YOUR GOAL:
Write out each line from the beginning of the rows through the line that contains "pixel 590 786" as a numbered list, skipping blank lines. Leave the pictures out of your answer.

Point labeling dataset excerpts:
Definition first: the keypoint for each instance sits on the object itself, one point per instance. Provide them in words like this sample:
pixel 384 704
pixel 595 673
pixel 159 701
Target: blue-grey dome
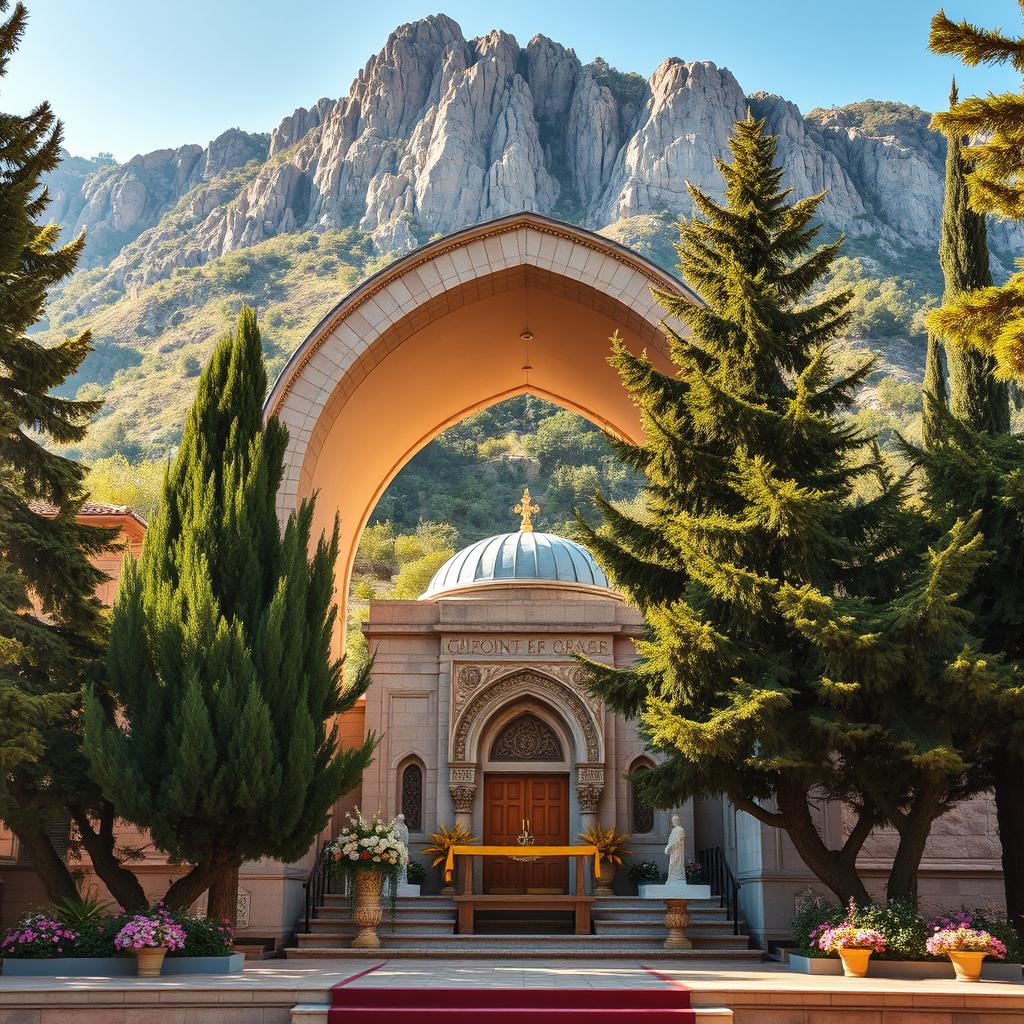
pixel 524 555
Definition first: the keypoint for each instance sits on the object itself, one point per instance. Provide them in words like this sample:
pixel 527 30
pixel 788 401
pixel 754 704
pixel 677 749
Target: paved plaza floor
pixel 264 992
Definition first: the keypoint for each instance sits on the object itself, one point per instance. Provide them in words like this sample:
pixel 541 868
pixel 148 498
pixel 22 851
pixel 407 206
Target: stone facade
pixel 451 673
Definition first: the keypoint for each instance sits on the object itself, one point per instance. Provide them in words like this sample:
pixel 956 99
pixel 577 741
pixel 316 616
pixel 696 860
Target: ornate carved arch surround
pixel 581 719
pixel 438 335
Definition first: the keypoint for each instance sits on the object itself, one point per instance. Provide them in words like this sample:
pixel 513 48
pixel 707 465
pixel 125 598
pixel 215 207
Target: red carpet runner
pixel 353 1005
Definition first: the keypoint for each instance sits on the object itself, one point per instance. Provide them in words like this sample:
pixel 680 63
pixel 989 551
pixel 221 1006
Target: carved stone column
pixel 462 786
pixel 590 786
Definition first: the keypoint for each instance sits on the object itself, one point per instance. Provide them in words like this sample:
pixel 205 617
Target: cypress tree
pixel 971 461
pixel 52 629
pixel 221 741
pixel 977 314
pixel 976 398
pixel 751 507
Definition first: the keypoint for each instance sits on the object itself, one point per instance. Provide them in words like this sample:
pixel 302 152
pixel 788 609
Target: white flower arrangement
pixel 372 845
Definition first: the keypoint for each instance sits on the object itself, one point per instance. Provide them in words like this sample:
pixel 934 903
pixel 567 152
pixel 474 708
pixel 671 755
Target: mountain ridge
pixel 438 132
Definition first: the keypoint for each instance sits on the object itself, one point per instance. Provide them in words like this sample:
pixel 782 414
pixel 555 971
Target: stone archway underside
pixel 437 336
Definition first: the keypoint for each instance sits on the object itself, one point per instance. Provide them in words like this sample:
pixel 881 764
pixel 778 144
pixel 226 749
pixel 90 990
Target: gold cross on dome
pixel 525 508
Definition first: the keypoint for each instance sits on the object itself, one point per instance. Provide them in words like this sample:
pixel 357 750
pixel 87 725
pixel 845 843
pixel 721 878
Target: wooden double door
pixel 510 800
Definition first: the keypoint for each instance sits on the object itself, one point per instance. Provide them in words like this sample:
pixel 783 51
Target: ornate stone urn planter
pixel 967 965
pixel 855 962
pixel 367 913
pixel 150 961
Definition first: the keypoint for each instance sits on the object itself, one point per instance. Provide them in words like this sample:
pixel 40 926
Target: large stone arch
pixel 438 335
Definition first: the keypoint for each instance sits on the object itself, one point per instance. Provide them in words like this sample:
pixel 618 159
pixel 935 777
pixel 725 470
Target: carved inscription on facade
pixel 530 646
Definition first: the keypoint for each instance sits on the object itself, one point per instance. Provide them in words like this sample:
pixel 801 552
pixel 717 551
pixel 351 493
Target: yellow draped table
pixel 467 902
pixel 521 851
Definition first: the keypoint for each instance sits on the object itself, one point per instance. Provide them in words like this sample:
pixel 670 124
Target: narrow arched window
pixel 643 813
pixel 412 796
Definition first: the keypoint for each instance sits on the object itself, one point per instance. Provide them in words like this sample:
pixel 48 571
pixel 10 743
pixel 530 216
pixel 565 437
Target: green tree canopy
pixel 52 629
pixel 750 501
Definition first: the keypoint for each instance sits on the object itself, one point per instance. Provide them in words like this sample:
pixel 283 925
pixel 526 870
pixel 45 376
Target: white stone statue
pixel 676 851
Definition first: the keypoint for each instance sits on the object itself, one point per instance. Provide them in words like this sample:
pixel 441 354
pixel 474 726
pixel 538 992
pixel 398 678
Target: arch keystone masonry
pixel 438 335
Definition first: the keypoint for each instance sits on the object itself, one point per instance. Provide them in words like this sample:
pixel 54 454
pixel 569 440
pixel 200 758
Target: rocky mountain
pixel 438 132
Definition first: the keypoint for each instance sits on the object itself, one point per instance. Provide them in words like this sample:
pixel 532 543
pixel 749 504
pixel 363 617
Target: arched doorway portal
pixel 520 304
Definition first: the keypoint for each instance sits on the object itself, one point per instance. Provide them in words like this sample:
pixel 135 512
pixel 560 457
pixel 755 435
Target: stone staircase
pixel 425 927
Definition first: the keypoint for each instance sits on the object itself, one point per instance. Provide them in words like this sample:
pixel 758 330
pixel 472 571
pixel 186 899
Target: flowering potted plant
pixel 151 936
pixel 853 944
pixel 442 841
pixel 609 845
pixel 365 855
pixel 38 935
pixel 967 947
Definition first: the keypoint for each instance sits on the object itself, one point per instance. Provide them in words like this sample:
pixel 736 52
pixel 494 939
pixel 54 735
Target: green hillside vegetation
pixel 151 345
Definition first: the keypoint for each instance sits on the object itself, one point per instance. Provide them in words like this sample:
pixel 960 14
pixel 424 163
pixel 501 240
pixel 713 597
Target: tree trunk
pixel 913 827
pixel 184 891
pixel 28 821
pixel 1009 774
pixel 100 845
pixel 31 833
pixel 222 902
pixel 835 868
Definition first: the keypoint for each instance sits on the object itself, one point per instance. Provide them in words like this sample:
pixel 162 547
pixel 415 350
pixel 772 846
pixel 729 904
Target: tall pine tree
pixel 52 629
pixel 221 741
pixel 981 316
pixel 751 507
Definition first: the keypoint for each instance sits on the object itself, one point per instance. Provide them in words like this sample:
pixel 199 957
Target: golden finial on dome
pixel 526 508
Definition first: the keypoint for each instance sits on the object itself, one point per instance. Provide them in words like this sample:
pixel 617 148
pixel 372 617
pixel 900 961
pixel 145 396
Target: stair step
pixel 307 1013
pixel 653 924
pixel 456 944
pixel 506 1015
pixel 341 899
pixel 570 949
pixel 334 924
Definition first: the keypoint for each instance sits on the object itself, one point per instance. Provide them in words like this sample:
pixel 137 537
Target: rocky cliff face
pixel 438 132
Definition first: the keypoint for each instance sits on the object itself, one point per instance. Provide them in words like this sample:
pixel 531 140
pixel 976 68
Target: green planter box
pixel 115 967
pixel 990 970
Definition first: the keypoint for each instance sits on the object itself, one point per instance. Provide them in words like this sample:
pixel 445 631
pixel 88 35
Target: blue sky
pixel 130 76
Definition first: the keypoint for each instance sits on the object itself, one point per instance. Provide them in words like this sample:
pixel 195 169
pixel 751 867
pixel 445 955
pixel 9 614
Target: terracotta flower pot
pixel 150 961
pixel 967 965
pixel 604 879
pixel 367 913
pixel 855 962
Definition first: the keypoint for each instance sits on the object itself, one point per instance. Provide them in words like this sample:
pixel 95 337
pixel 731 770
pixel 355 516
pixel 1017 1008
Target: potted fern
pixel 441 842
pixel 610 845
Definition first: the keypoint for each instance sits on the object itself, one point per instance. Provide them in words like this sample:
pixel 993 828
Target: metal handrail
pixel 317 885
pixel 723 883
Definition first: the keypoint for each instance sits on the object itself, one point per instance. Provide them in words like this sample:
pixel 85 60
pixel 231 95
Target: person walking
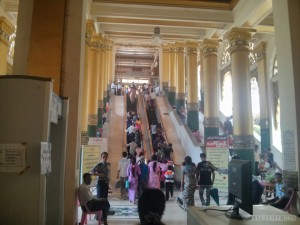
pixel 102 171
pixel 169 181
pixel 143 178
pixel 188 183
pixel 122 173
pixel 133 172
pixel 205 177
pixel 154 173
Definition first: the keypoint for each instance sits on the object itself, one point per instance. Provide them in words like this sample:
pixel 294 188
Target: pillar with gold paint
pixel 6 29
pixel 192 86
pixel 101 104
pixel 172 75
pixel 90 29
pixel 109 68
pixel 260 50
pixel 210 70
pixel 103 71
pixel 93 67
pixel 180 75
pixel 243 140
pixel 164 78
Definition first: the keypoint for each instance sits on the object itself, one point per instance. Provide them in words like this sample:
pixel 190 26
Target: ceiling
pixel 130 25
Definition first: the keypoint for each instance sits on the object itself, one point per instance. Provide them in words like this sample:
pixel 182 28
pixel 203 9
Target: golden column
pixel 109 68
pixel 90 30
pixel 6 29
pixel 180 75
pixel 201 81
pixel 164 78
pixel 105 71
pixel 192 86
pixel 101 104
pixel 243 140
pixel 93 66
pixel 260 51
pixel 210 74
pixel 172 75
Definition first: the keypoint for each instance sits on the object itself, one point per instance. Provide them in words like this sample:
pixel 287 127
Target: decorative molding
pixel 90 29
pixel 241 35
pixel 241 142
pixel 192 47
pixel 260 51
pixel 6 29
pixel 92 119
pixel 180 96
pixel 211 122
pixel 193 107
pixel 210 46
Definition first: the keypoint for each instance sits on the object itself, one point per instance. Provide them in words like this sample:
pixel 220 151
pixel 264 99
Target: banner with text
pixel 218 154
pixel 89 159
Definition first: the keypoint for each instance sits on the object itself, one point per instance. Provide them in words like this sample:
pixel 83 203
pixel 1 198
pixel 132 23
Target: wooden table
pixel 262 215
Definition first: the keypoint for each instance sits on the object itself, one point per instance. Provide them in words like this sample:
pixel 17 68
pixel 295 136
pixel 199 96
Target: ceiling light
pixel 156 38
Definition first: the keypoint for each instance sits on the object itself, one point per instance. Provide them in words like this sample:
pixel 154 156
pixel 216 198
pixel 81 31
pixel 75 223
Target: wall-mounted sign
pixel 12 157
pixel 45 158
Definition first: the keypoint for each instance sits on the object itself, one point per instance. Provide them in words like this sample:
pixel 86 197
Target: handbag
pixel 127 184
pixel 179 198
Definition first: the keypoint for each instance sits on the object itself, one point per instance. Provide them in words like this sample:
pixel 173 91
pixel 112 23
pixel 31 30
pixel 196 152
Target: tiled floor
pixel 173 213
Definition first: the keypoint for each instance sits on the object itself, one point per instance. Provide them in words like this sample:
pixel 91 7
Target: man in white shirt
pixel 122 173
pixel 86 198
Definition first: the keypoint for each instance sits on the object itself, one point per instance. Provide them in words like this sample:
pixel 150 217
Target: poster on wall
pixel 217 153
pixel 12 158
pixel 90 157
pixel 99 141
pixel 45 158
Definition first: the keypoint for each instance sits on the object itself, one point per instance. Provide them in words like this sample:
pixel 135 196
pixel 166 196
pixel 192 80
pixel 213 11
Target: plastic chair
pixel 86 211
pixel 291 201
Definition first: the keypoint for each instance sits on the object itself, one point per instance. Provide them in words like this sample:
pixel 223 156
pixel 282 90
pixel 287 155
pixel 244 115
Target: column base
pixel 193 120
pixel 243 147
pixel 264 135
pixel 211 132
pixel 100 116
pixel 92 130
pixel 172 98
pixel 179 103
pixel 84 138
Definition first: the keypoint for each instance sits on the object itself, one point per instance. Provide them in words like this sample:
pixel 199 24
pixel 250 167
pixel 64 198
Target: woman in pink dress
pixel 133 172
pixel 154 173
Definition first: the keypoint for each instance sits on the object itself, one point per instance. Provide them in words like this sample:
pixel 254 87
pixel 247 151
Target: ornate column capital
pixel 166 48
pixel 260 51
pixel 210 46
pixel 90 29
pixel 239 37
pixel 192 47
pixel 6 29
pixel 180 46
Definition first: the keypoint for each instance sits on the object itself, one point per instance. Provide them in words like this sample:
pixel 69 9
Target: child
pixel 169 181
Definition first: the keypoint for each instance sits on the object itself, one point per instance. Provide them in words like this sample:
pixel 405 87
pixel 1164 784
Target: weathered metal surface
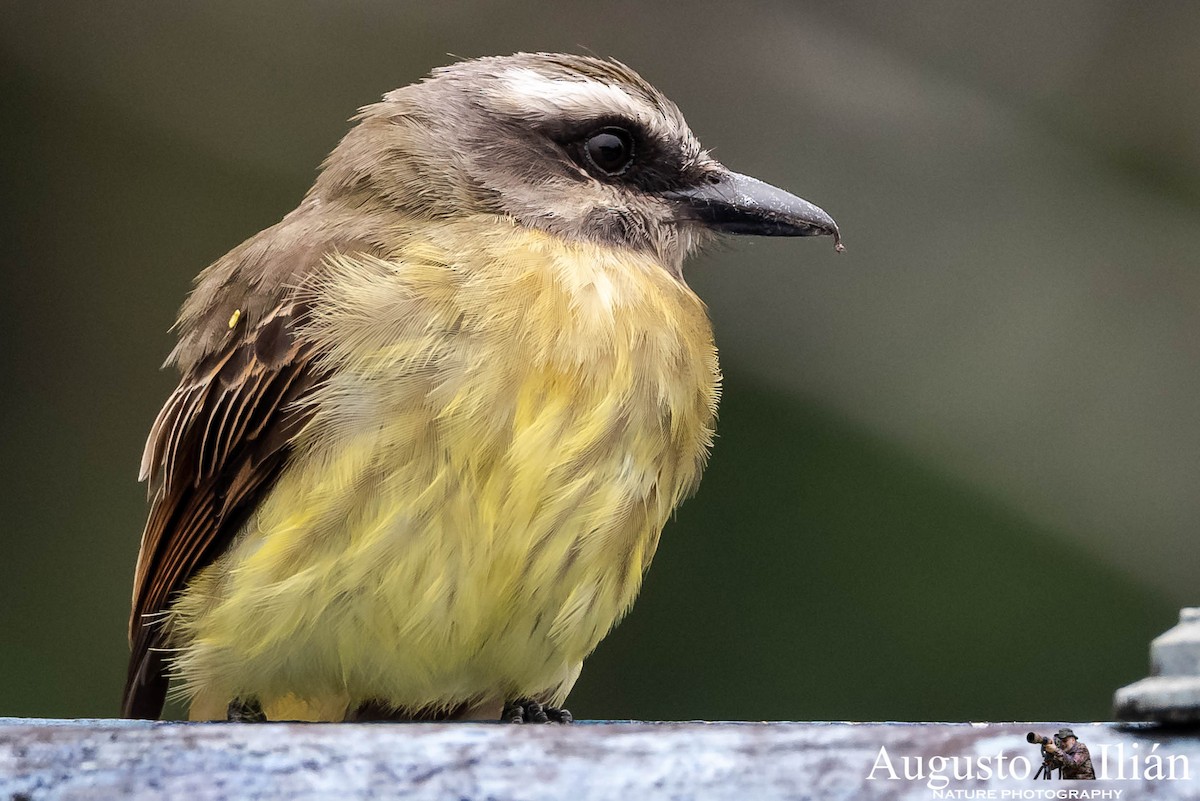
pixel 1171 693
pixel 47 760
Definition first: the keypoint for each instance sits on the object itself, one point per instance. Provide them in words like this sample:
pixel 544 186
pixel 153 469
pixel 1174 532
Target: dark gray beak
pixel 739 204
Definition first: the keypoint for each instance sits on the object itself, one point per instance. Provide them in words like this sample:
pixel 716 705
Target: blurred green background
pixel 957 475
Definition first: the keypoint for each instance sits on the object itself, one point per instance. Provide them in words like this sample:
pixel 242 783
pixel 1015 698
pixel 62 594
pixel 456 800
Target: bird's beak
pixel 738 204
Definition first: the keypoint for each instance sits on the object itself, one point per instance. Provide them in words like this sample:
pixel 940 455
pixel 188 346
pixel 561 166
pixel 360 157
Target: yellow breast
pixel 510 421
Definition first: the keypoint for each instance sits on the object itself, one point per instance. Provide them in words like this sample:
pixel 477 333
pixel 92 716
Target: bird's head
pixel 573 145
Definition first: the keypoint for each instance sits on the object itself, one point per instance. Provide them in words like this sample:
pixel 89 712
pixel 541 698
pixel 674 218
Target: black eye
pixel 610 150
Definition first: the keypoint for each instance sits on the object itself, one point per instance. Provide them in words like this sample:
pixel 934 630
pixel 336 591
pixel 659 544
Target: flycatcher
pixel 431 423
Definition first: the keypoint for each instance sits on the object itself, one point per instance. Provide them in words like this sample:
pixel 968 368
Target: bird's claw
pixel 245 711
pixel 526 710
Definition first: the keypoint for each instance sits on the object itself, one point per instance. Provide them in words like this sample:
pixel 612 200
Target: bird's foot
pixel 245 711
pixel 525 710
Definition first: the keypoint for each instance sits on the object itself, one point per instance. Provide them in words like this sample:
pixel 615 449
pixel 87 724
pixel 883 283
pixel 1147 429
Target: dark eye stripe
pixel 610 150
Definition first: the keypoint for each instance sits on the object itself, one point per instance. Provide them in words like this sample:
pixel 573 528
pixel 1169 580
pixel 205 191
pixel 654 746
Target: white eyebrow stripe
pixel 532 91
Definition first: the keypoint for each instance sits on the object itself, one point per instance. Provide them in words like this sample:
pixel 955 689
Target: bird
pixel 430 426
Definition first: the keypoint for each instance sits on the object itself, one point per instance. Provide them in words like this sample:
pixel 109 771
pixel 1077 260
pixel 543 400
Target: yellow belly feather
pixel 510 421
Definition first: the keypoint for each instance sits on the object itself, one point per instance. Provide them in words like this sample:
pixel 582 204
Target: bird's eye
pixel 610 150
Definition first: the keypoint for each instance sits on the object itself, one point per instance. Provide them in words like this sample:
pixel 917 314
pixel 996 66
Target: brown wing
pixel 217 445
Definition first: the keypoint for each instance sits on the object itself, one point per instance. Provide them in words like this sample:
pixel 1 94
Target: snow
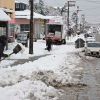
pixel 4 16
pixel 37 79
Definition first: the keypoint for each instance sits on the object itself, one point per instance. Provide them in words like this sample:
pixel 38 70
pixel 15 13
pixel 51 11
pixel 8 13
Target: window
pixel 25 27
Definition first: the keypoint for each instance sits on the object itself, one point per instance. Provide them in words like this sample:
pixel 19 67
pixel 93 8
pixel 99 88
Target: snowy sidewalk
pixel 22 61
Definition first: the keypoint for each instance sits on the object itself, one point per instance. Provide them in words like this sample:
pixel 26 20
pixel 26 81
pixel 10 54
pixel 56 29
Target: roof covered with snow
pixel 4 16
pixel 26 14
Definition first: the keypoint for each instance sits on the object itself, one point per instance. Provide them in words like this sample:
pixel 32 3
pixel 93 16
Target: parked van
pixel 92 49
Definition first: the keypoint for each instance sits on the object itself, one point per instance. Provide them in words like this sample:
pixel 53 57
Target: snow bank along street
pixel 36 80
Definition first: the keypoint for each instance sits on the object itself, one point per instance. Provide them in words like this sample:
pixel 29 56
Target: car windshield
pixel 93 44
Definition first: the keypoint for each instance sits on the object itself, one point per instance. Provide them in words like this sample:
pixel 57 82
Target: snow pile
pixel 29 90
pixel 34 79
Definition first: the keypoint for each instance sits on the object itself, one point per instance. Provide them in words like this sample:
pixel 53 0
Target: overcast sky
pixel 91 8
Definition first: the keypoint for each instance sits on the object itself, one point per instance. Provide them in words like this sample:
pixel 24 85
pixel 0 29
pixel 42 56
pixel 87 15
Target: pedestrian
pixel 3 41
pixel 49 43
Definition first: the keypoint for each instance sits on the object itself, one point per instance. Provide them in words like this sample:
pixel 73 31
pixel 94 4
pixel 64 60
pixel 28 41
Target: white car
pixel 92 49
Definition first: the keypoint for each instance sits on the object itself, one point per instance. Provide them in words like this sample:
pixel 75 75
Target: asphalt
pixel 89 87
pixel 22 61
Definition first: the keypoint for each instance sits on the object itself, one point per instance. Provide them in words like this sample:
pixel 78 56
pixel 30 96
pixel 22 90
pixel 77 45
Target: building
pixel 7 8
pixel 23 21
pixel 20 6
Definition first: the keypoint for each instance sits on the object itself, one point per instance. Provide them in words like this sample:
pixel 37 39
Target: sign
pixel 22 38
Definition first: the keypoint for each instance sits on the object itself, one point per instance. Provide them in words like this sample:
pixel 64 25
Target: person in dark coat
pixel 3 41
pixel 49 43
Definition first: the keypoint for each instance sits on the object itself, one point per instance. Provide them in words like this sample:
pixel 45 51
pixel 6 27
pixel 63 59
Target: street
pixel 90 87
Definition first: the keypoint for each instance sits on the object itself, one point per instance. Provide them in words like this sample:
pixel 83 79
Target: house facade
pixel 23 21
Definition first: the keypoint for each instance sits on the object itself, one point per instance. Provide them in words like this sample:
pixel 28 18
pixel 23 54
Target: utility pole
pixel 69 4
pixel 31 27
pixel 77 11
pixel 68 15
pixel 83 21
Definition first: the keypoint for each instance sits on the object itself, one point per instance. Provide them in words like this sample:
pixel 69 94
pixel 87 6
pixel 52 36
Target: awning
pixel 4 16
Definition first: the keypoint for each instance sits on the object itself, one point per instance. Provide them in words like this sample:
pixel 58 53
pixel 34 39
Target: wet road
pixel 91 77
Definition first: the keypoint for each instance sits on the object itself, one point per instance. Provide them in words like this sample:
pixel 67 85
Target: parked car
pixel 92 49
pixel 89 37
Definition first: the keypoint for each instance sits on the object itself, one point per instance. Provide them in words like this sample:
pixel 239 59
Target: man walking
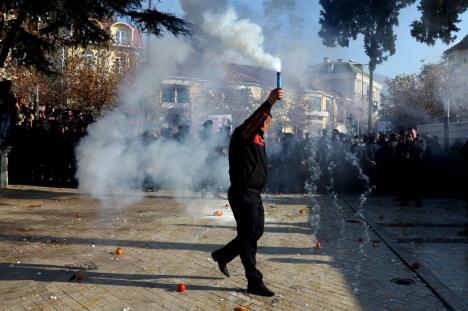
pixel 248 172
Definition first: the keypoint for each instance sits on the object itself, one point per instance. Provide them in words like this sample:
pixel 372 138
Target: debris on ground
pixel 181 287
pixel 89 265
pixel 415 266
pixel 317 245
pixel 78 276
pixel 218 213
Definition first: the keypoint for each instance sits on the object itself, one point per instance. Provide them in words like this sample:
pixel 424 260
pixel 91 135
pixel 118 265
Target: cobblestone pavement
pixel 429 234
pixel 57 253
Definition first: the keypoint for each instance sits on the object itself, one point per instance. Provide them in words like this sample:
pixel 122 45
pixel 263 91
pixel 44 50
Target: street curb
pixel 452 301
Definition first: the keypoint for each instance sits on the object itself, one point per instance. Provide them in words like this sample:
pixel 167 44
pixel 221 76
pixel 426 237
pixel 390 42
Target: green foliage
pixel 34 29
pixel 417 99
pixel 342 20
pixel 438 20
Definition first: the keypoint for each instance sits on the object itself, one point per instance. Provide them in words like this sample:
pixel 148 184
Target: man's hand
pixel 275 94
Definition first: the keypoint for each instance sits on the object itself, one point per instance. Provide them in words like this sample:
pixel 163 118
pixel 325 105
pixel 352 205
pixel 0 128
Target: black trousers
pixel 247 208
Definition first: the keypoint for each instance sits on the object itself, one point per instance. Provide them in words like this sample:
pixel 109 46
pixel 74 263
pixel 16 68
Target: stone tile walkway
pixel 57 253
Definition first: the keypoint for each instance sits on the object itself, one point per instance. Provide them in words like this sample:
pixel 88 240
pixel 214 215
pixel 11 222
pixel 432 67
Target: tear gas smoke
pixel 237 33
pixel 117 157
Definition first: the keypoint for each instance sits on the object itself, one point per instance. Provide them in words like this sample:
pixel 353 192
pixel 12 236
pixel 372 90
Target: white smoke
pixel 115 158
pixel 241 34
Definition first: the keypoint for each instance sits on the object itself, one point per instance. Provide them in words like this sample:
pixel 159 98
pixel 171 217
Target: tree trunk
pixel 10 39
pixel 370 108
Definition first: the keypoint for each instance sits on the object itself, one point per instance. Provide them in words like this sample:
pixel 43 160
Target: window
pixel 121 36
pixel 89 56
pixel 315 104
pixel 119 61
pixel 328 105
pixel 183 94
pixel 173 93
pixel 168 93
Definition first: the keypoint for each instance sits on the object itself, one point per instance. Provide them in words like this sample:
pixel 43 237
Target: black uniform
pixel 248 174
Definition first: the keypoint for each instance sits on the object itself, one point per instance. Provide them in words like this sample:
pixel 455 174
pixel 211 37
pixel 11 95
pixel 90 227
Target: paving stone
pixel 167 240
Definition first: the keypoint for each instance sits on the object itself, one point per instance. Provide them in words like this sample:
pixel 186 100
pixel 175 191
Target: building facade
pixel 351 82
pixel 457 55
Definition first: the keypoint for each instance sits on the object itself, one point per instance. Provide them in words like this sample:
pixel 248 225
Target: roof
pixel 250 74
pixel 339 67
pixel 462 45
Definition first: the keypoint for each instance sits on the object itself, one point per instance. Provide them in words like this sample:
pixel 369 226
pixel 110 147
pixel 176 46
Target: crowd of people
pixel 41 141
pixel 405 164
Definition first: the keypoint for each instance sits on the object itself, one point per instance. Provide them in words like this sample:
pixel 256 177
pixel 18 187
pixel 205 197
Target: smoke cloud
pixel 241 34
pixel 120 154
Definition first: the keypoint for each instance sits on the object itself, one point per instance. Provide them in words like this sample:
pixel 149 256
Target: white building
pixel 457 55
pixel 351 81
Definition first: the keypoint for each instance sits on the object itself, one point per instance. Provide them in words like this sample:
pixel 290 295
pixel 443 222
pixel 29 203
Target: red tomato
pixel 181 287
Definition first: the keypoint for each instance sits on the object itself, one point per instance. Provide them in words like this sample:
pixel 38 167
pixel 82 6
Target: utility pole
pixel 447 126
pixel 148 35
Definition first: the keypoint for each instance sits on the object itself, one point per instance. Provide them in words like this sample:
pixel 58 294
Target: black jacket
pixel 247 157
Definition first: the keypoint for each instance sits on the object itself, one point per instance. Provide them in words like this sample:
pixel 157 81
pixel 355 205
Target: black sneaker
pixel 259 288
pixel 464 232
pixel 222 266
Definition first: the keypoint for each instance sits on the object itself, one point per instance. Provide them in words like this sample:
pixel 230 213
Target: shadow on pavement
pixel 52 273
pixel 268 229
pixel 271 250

TASK SOLUTION:
1. Definition first: the keypoint for each instance sits on the object itself, one point per instance. Provide them in words like this sample:
2. pixel 384 704
3. pixel 595 673
4. pixel 159 701
5. Target: blue-grey dome
6. pixel 524 555
7. Definition first: the keypoint for each instance sits on the object itself, one point per instance. Provide them in words like this sample:
8. pixel 527 30
9. pixel 788 401
10. pixel 754 704
11. pixel 677 749
12. Target: paved plaza floor
13. pixel 264 992
14. Definition first: the keypoint for each instance sits on the object itself, one point per instance. Provide them in words like this sample:
15. pixel 541 868
16. pixel 148 498
17. pixel 22 851
18. pixel 407 206
19. Target: stone facade
20. pixel 451 673
21. Definition first: the keypoint for each instance sits on the object itself, one point per instance. Provide them in words like this sample:
22. pixel 956 99
23. pixel 577 741
24. pixel 316 616
25. pixel 696 860
26. Target: ornate carved arch surround
27. pixel 581 719
28. pixel 438 335
29. Definition first: the keypoint for each instance sits on the object itself, one point per instance. Provide them in words like this sample:
30. pixel 513 48
31. pixel 707 465
32. pixel 125 598
33. pixel 215 207
34. Target: red carpet runner
35. pixel 353 1005
36. Definition first: the keypoint for each instance sits on the object itself, one point per instance. Provide them in words like this sample:
37. pixel 680 63
38. pixel 989 551
39. pixel 221 1006
40. Target: carved stone column
41. pixel 462 786
42. pixel 590 786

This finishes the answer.